* [Exercise instructions]:
Repeat the whole listing exactly, leaving nothing out.

* [Available records]:
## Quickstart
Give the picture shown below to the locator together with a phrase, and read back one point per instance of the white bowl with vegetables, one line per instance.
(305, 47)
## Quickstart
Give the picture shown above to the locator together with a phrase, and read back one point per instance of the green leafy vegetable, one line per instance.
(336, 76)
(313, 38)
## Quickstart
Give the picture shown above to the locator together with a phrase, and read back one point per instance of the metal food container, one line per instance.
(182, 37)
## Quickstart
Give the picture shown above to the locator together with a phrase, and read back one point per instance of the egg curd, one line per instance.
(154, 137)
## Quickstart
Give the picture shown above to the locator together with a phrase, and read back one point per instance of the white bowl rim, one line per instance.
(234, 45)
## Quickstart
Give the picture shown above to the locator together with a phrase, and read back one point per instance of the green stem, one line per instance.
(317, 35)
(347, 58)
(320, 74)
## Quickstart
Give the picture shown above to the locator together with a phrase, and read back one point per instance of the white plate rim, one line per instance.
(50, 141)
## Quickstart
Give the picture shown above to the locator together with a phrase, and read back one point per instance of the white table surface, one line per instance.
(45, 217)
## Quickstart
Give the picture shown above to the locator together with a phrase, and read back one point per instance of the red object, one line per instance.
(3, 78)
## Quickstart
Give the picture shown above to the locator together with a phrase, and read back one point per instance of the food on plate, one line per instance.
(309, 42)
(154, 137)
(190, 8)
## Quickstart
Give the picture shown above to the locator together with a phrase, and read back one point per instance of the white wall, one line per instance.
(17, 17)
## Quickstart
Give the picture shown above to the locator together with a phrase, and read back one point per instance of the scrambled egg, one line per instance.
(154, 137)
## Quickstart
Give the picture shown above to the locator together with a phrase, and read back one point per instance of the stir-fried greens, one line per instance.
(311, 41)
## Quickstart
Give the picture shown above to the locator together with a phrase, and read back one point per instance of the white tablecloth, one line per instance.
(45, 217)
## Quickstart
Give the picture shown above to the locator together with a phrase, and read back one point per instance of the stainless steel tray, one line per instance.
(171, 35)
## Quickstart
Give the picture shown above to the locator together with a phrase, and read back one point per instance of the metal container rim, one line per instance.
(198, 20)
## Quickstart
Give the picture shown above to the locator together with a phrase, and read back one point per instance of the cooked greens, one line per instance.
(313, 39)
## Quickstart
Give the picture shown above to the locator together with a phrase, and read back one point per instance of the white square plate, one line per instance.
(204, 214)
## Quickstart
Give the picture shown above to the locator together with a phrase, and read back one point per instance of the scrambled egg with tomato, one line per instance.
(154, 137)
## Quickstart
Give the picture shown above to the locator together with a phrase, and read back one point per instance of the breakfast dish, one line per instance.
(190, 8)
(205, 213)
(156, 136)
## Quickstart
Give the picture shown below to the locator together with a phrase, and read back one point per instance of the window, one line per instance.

* [Reply]:
## Quickstart
Give the picture shown below to the locator together with a phrase, and read back one point per instance of the white bowl with vegetables, one line per instance.
(305, 47)
## Quickstart
Give the picture shown above to the locator together with a phrase, and read back one point per instance of the green leafy vegetable, one line per instance.
(336, 76)
(313, 38)
## Quickstart
Give the picture shown above to the locator together with a phrase, and read back one point per instance of the metal food container, one line per instance.
(182, 37)
## Quickstart
Give the picture shown above to the locator together with a phrase, and read back one point per instance of the egg curd, one line per instance.
(154, 137)
## Quickstart
Give the picture shown above to the locator together with a phrase, and read back one point per instance of the white bowl rim, one line per instance.
(234, 45)
## Quickstart
Give the picture shown above to the locator together with a phrase, and read back one point per instance of the green stem, one line per instance.
(317, 35)
(347, 58)
(320, 74)
## Quickstart
Give the picture shown above to the locator together with a phrase, and read back one point per instance of the white plate rim, one line per instance.
(50, 141)
## Quickstart
Give the picture shown above to the locator together with a phrase, and read back one point per instance of the white table surface, one line per instance.
(45, 217)
## Quickstart
Give the picture shown above to the locator together with a phrase, and read back one point per instance of the red object, one line per instance.
(3, 78)
## Quickstart
Give the picture shown above to the locator together with a phrase, and read back one point per instance of the food on plate, one line per instance.
(309, 42)
(154, 137)
(190, 8)
## Quickstart
Give the picture shown above to the locator together with a phrase, and read back one point per instance of the white wall, one line per instance.
(17, 17)
## Quickstart
Give the picture shown above to the locator together with a phrase, and read back one point per instance of the scrambled egg, one line per instance.
(154, 137)
## Quickstart
Give the picture shown above to the locator together with a phrase, and read back one point per instance of the stir-fried greens, one line per instance.
(311, 41)
## Quickstart
Give the picture shown above to the locator together with a phrase, and read back one point per instance of the white tablecloth, one line per instance.
(45, 217)
## Quickstart
Give the picture shown above to the locator together with a phrase, and read back one point per instance of the stainless steel tray, one line per instance.
(171, 35)
## Quickstart
Give the picture shown above to the locator together with a phrase, and read back one point per instance of the metal container rim, one line per instance.
(198, 20)
## Quickstart
Give the picture shown above to the locator together with a phrase, and read back one point per instance of the cooked greens, one line per instance.
(313, 39)
## Quickstart
Give the picture shown above to the locator together with a phrase, and read back one point per instance of the white square plate, one line per instance.
(204, 214)
## Quickstart
Give the picture shown above to the locator together with a phrase, and read back one point per instance of the scrambled egg with tomato, one line per instance.
(154, 137)
## Quickstart
Give the picture shown above to the locator together with a phrase, and read back one point per instance of the breakfast dish, one line per instance.
(190, 8)
(205, 213)
(156, 136)
## Quickstart
Give the picture shown below to the locator together with a phrase, and read back one point per instance of the window, one line per instance.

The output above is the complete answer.